-- begin Dataset rows --
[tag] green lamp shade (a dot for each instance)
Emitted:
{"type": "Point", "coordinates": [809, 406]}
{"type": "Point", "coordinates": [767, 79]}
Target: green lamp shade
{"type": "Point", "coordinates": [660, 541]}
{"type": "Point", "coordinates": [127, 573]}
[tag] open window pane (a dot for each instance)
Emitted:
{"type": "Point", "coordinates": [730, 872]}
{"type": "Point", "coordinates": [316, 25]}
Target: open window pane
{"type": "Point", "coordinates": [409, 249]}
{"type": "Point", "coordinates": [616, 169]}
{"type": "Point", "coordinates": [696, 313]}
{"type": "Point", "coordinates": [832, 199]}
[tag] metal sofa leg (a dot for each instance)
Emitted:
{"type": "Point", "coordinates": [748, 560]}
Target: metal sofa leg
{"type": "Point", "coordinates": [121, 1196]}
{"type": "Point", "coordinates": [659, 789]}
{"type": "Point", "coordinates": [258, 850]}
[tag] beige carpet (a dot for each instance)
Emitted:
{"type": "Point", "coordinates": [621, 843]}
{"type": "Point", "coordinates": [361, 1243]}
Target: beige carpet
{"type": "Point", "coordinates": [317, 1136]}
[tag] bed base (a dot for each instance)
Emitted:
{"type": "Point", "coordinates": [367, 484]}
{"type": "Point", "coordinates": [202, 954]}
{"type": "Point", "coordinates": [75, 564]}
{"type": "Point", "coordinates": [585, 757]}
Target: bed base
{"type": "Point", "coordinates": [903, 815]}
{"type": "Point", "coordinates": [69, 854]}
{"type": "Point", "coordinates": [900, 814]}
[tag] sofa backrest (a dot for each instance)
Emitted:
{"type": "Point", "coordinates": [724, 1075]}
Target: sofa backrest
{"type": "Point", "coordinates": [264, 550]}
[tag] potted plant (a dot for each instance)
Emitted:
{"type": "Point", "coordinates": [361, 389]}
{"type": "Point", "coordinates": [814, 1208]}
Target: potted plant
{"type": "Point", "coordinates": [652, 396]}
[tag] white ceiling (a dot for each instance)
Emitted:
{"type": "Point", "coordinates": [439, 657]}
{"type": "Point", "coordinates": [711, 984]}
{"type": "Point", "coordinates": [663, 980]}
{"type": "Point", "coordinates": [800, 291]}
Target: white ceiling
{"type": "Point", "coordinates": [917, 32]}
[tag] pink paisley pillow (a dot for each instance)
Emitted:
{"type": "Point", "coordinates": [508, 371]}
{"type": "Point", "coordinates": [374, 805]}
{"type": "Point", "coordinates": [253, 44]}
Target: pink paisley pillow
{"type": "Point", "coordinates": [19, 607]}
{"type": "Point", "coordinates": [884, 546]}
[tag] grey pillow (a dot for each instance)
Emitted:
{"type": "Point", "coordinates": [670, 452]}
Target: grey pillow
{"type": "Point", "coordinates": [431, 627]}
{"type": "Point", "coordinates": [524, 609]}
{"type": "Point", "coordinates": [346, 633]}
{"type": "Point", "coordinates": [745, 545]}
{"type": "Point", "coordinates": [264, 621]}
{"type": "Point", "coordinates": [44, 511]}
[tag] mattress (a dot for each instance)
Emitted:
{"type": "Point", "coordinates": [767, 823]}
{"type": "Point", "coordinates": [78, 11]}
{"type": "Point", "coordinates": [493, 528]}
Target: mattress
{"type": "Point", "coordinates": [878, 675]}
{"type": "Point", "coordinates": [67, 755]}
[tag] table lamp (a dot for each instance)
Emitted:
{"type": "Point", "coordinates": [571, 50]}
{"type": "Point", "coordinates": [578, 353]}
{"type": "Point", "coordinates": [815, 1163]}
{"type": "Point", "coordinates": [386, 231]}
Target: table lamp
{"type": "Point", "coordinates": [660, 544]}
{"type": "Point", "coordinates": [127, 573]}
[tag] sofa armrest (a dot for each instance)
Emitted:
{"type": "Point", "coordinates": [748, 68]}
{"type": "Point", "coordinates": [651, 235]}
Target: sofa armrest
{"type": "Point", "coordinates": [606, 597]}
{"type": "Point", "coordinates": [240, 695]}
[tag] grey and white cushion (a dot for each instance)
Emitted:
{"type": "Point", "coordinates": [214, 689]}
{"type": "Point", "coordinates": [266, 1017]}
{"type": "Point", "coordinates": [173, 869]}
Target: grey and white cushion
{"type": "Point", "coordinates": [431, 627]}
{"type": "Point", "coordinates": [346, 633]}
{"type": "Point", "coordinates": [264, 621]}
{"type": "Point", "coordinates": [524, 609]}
-- end Dataset rows --
Write out all records exactly, keeping every detail.

[tag] green lamp shade (a dot for each instance)
Emitted:
{"type": "Point", "coordinates": [809, 406]}
{"type": "Point", "coordinates": [767, 79]}
Target: green lamp shade
{"type": "Point", "coordinates": [660, 541]}
{"type": "Point", "coordinates": [127, 573]}
[tag] open window pane (a dot for each instance)
Emitted:
{"type": "Point", "coordinates": [730, 872]}
{"type": "Point", "coordinates": [316, 25]}
Target: open window pane
{"type": "Point", "coordinates": [409, 249]}
{"type": "Point", "coordinates": [616, 169]}
{"type": "Point", "coordinates": [696, 313]}
{"type": "Point", "coordinates": [832, 199]}
[tag] metal sofa leg (a dot for each instance)
Emitted:
{"type": "Point", "coordinates": [748, 560]}
Target: metal sofa leg
{"type": "Point", "coordinates": [121, 1196]}
{"type": "Point", "coordinates": [659, 789]}
{"type": "Point", "coordinates": [258, 850]}
[tag] beige carpet (a dot for each instance)
Emitted:
{"type": "Point", "coordinates": [621, 843]}
{"type": "Point", "coordinates": [361, 1243]}
Target: beige carpet
{"type": "Point", "coordinates": [317, 1136]}
[tag] bed base (a dot for each instance)
Emitted:
{"type": "Point", "coordinates": [367, 484]}
{"type": "Point", "coordinates": [202, 954]}
{"type": "Point", "coordinates": [75, 564]}
{"type": "Point", "coordinates": [585, 757]}
Target: bed base
{"type": "Point", "coordinates": [903, 815]}
{"type": "Point", "coordinates": [69, 854]}
{"type": "Point", "coordinates": [900, 814]}
[tag] sofa backrest (a dot for each instance)
Emitted:
{"type": "Point", "coordinates": [724, 1075]}
Target: sofa backrest
{"type": "Point", "coordinates": [264, 550]}
[tag] potted plant (a dot for each instance)
Emitted:
{"type": "Point", "coordinates": [361, 389]}
{"type": "Point", "coordinates": [814, 1208]}
Target: potted plant
{"type": "Point", "coordinates": [652, 396]}
[tag] white ceiling (a dot for each instance)
Emitted:
{"type": "Point", "coordinates": [439, 657]}
{"type": "Point", "coordinates": [711, 984]}
{"type": "Point", "coordinates": [663, 980]}
{"type": "Point", "coordinates": [800, 291]}
Target: white ceiling
{"type": "Point", "coordinates": [917, 32]}
[tag] pink paisley pillow (a dot for each instance)
Emitted:
{"type": "Point", "coordinates": [508, 371]}
{"type": "Point", "coordinates": [374, 805]}
{"type": "Point", "coordinates": [253, 44]}
Target: pink paisley pillow
{"type": "Point", "coordinates": [19, 607]}
{"type": "Point", "coordinates": [884, 546]}
[tag] grey pillow (a dot for each instance)
Emitted:
{"type": "Point", "coordinates": [670, 452]}
Target: grey pillow
{"type": "Point", "coordinates": [431, 627]}
{"type": "Point", "coordinates": [524, 609]}
{"type": "Point", "coordinates": [346, 633]}
{"type": "Point", "coordinates": [745, 545]}
{"type": "Point", "coordinates": [264, 621]}
{"type": "Point", "coordinates": [44, 511]}
[tag] mattress (a dot for each instance)
Emitted:
{"type": "Point", "coordinates": [767, 823]}
{"type": "Point", "coordinates": [78, 11]}
{"type": "Point", "coordinates": [493, 528]}
Target: mattress
{"type": "Point", "coordinates": [878, 675]}
{"type": "Point", "coordinates": [67, 755]}
[tag] table lamp (a dot for each instance)
Emitted:
{"type": "Point", "coordinates": [571, 50]}
{"type": "Point", "coordinates": [578, 353]}
{"type": "Point", "coordinates": [815, 1163]}
{"type": "Point", "coordinates": [386, 231]}
Target: table lamp
{"type": "Point", "coordinates": [660, 544]}
{"type": "Point", "coordinates": [127, 573]}
[tag] sofa armrest (a dot for each instance)
Emitted:
{"type": "Point", "coordinates": [748, 68]}
{"type": "Point", "coordinates": [651, 235]}
Target: sofa armrest
{"type": "Point", "coordinates": [606, 597]}
{"type": "Point", "coordinates": [240, 695]}
[tag] grey and white cushion (a dot for each instance)
Emitted:
{"type": "Point", "coordinates": [214, 689]}
{"type": "Point", "coordinates": [266, 1017]}
{"type": "Point", "coordinates": [173, 869]}
Target: grey and white cushion
{"type": "Point", "coordinates": [431, 627]}
{"type": "Point", "coordinates": [346, 633]}
{"type": "Point", "coordinates": [264, 621]}
{"type": "Point", "coordinates": [524, 609]}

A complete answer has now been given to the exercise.